--- start Exercise input ---
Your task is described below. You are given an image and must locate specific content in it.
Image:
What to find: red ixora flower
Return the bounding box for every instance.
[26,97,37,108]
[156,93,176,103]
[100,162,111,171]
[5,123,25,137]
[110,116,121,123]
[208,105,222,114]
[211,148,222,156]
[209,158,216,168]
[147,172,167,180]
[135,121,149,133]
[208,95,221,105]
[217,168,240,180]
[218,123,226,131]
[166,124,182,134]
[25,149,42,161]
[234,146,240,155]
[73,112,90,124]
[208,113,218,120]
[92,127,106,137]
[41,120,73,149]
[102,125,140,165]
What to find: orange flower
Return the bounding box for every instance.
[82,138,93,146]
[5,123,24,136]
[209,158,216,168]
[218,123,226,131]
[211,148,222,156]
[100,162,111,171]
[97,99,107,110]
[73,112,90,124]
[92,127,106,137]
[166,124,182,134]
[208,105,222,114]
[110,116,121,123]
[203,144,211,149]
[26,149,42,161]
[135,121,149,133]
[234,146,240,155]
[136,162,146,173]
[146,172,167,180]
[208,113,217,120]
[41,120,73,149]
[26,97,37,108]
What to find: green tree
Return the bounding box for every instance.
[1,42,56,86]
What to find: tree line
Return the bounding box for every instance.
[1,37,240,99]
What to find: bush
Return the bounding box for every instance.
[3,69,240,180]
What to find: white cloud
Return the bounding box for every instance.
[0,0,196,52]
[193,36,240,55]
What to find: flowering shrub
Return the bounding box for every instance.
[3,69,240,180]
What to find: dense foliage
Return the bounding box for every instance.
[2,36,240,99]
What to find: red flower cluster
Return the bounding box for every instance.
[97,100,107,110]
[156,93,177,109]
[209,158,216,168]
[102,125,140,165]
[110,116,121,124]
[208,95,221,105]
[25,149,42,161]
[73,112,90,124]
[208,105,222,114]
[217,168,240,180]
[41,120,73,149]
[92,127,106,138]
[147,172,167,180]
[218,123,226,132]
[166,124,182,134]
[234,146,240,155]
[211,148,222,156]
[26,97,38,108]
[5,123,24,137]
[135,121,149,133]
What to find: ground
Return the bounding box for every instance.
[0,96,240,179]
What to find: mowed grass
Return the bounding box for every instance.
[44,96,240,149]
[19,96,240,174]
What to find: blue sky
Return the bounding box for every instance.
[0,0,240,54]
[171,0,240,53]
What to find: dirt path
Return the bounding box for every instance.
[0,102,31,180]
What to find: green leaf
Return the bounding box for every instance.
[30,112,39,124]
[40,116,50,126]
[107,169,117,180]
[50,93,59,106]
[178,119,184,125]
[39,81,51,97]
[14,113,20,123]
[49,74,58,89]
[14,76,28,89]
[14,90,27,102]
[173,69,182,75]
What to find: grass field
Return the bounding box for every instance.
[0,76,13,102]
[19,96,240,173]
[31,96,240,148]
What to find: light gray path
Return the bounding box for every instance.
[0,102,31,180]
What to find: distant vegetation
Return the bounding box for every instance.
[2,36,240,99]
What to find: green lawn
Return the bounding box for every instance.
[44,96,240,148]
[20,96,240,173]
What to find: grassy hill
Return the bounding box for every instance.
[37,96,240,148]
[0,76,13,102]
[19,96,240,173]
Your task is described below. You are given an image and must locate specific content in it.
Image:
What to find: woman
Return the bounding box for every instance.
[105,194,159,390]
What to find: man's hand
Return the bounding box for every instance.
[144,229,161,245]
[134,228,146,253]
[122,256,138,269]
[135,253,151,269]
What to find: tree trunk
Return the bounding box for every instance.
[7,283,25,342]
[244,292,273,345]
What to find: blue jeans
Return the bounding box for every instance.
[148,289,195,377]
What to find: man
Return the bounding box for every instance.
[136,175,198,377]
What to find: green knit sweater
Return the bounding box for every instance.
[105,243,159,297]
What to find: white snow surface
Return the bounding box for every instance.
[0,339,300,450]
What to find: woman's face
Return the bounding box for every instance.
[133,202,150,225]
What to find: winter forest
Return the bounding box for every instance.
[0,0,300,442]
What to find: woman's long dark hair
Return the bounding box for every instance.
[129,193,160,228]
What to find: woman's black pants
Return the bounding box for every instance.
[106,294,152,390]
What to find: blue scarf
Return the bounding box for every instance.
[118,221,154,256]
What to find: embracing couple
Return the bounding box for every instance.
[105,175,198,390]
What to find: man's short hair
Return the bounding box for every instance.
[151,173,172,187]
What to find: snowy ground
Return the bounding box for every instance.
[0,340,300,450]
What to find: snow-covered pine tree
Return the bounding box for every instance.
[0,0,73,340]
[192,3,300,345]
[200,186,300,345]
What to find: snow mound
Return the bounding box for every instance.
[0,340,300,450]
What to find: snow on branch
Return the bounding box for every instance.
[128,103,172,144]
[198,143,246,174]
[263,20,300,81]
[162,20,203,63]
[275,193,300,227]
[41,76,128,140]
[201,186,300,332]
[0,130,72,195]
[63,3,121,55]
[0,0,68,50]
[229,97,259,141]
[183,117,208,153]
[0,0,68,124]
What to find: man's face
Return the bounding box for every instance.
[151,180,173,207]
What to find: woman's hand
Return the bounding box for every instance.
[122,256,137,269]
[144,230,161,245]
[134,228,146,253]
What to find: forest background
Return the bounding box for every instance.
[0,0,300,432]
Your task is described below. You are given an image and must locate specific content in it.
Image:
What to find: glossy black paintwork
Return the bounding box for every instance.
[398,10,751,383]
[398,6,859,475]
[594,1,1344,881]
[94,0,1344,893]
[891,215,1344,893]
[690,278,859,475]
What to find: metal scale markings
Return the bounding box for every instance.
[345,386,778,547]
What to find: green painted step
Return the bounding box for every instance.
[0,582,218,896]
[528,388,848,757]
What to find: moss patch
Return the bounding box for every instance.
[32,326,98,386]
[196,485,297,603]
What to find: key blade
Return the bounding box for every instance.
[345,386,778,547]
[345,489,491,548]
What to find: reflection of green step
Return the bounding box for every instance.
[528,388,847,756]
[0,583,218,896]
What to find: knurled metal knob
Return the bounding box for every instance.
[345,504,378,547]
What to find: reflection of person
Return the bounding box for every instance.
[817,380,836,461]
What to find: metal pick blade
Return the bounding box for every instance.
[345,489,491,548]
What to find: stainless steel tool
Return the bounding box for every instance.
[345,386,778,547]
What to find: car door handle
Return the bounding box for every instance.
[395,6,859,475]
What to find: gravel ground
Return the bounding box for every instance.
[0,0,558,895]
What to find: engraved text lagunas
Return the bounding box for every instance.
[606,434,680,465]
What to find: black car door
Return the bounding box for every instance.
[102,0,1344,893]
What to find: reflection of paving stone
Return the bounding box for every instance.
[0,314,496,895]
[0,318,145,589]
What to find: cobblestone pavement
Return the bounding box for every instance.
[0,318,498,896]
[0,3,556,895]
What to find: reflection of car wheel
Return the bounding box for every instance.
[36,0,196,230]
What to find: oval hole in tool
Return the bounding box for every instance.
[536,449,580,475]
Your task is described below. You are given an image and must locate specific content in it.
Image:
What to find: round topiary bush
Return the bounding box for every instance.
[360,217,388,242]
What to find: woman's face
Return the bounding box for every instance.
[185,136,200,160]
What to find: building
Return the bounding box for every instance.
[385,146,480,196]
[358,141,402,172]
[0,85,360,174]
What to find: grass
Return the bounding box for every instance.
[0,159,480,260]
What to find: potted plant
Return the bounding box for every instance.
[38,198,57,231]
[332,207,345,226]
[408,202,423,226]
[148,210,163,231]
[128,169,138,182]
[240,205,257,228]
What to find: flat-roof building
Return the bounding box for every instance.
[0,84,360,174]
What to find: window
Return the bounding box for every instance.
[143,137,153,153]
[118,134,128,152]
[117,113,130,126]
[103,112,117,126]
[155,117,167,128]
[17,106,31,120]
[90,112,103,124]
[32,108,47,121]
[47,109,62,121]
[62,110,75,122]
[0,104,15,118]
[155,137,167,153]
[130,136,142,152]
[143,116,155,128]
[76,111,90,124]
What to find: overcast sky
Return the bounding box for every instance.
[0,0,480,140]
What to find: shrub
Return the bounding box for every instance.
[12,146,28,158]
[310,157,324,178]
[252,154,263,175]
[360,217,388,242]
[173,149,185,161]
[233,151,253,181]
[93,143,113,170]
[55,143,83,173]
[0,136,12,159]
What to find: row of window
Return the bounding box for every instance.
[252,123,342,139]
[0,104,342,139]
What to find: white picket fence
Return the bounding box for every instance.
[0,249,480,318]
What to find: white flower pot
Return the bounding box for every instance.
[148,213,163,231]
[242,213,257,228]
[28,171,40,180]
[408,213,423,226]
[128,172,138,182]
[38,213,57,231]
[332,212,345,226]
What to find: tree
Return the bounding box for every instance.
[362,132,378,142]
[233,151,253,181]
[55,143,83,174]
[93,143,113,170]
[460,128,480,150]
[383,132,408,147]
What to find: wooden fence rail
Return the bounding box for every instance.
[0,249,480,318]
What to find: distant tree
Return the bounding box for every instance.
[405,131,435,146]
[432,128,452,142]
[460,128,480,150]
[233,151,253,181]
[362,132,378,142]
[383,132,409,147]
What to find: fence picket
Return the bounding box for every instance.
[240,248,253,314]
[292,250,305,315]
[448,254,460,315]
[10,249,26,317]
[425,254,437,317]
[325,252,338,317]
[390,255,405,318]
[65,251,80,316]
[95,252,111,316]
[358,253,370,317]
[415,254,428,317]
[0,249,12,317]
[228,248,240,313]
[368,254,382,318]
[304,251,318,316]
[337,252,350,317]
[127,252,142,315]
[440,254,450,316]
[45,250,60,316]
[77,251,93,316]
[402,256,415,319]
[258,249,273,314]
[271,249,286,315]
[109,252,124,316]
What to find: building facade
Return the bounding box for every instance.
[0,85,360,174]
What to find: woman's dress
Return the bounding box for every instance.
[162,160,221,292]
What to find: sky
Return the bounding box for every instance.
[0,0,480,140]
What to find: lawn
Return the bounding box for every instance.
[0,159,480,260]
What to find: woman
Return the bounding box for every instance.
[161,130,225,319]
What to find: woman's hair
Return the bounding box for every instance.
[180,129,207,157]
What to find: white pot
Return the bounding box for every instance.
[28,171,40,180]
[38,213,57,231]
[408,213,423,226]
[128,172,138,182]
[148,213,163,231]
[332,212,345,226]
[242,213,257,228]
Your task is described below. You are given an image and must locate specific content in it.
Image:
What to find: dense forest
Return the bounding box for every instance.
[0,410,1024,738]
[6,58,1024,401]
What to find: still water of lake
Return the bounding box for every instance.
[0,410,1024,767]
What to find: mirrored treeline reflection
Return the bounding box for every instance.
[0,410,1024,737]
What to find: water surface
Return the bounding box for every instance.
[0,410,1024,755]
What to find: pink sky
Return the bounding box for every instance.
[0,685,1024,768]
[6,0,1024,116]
--- end Exercise input ---
### Stated exercise
Rewrite the items from the line with "What to find: woman's hair" up to and including the line with "[6,58,1024,401]", swapping "white pot" for "ceramic planter" and changing nothing else.

### Expected answer
What to find: woman's hair
Return the bounding box for every instance.
[180,129,207,157]
What to find: ceramic planter
Return the bounding box for every instance.
[28,171,40,180]
[38,213,57,231]
[408,213,423,226]
[128,172,138,182]
[148,213,163,231]
[332,212,345,226]
[242,213,257,228]
Your task is described below. You are given an image and must locate specific content in it.
Image:
What to find: dense forest
Return the bounding box for every instance.
[0,410,1024,738]
[6,58,1024,401]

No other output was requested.